Menu

Vize

Tomas Knap Mifeet

ODCleanStore - SW Project Proposal

Supervisor: Tomáš Knap (tomas.knap@mff.cuni.cz)
Team members: 5 students (Jakub Daniel, Petr Jerman, Jan Michelfeit, Dušan Rychnovský, Tomas Soukup)
Language: Java
OS: Windows 7 / Windows Server 2008 / Linux

Motivation

The advent of Linked Data [1,2] in the recent years accelerates the evolution of the Web into a giant information space where the unprecedented volume of resources will offer to the information consumer a level of information integration and aggregation that has up to now not been possible. Consumers can now 'mashup' and readily integrate information for use in a myriad of alternative end uses. Indiscriminate addition of information can, however, come with inherent problems such as (1) the provision of poor quality, (2) inaccurate, (3) irrelevant, or (4) fraudulent information. All will come with an associate cost which will ultimately affect decision making, system usage and uptake.

The ability to assess the quality of information on the Web, thus, presents one of the most
important aspects of the information integration on the Web and will play a fundamental role in the continued adoption of Linked Data principles [2].

Goal of the Project

The goal of the project is to built a Java Web application which will clean, link, and score incoming RDF data and provide aggregated and integrated views on the data to Linked Data consumers. The application will have graphical user interface for application administration. The main parts of the application are:

Data Storage
The application will store the incoming data, together with its metadata, to Openlink Virtuoso [3], the most popular RDF storage with a solid support. This task requires configuring the Openlink Virtuoso database and setting up/building mechanisms (e.g. web services, JAR libraries) to communicate with the storage (to store/retrieve the data). We will use two important data spaces - to store the incoming data (dirty database) and to store clean data (clean database).

Cleaning and scoring the data (Error Localization component)
The application will check whether the incoming data conform with:

  • the ontology used to describe these data
  • custom policies defined for all the data described by that ontology
  • custom policies defined for the data coming from a particular data source.

Based on that, we correct syntactical errors, score the incoming data and either send the data to the clean database, or drop the data. We will also provide several sample sets of policies applicable to real world data sources.

• • • • •

Brief 1:
Decide whether each statement agrees with the ODCleanStore proposal: (a) the application will be written in Java; (b) incoming data will be stored in MySQL; (c) data that fail the checks can be dropped. For each, answer yes or no and quote the deciding words.
Brief 2:
Rewrite the ODCleanStore proposal between "The application will check" and "particular data source.", inclusive, changing "custom policies" to "user-defined rules".
The material after this point has no connection to the ODCleanStore proposal.

Given data:

• • • • •

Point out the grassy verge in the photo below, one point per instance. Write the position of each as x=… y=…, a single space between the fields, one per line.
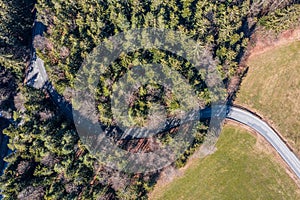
x=272 y=87
x=237 y=170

• • • • •

Correct output 1:
(a) Yes: "Language: Java"
(b) No: "to Openlink Virtuoso [3], the most popular RDF storage with a solid support"
(c) Yes: "either send the data to the clean database, or drop the data"

Correct output 2:
The application will check whether the incoming data conform with:

  • the ontology used to describe these data
  • user-defined rules defined for all the data described by that ontology
  • user-defined rules defined for the data coming from a particular data source.